>>>>>

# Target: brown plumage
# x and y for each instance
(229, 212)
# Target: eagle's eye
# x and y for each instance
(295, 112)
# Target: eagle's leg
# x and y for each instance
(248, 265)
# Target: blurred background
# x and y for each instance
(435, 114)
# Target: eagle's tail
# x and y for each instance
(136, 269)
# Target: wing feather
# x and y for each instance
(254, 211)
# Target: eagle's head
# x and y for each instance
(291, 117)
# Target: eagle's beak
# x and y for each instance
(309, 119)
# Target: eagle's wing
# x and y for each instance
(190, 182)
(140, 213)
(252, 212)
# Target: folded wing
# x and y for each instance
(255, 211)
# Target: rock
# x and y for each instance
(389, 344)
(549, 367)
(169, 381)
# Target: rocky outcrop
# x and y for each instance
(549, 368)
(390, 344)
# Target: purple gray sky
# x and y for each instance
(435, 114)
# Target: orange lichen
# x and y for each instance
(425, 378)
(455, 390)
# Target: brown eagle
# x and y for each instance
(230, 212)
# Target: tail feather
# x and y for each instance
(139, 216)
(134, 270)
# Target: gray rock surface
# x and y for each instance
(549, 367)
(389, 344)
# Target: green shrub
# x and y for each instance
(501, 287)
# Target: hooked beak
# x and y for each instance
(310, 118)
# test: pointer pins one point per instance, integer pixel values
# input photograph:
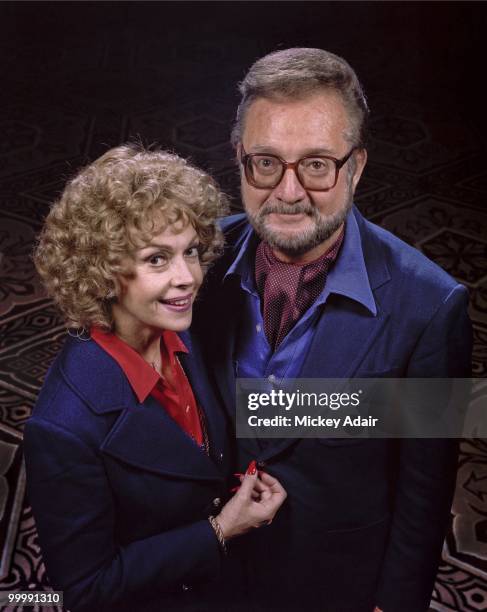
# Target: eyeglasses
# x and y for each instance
(314, 172)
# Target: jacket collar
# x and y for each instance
(143, 435)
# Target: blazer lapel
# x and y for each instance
(146, 437)
(343, 337)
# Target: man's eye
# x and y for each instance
(318, 166)
(265, 163)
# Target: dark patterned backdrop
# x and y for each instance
(77, 78)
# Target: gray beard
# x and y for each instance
(299, 244)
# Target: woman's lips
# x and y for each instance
(179, 304)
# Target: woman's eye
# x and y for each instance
(157, 260)
(193, 252)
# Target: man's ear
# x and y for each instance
(238, 152)
(360, 160)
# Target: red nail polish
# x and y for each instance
(252, 468)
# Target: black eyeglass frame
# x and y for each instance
(246, 157)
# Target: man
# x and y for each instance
(308, 288)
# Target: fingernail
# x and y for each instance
(252, 468)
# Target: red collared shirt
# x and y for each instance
(175, 395)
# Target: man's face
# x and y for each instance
(299, 224)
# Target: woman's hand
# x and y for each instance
(253, 505)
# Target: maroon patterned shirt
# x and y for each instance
(287, 290)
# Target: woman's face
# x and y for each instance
(165, 277)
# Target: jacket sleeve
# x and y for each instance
(427, 470)
(75, 516)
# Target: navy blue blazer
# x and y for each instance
(364, 520)
(119, 492)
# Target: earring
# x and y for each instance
(80, 333)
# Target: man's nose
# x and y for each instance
(182, 273)
(290, 189)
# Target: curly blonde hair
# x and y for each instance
(108, 210)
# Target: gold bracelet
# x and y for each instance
(219, 533)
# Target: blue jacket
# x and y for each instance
(364, 520)
(120, 494)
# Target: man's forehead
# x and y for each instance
(314, 124)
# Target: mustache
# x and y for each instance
(287, 209)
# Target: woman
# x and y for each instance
(127, 452)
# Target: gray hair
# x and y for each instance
(298, 72)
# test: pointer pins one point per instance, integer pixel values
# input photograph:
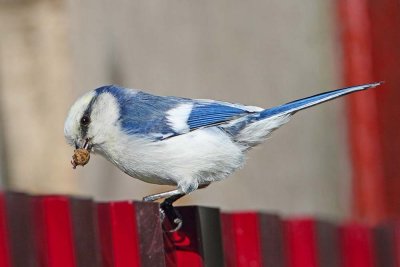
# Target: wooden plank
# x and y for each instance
(52, 227)
(20, 228)
(272, 240)
(385, 22)
(198, 242)
(130, 234)
(85, 232)
(5, 260)
(370, 42)
(301, 242)
(118, 234)
(356, 244)
(150, 233)
(384, 245)
(328, 244)
(252, 239)
(242, 239)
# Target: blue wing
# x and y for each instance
(154, 116)
(208, 113)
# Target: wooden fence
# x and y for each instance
(63, 231)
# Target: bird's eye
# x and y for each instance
(85, 120)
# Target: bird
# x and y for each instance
(169, 140)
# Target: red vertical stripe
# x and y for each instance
(242, 244)
(4, 245)
(53, 231)
(301, 244)
(118, 234)
(397, 244)
(364, 128)
(356, 242)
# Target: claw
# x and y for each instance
(168, 211)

<<<<<

## Work to be completed
Determine the number of lines above holding the string "beak". Reply with it and nothing more.

## Answer area
2